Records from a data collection
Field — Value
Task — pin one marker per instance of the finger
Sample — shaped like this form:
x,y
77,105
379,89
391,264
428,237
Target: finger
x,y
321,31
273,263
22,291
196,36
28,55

> THE EXERCISE
Return the listing above word for word, keeping every line as it stands.

> EXERCISE OUTPUT
Field — Value
Task — pin one marker per instance of the finger
Sample — shaped like this form:
x,y
77,105
379,89
391,264
428,237
Target: finger
x,y
321,31
273,263
22,291
196,36
28,55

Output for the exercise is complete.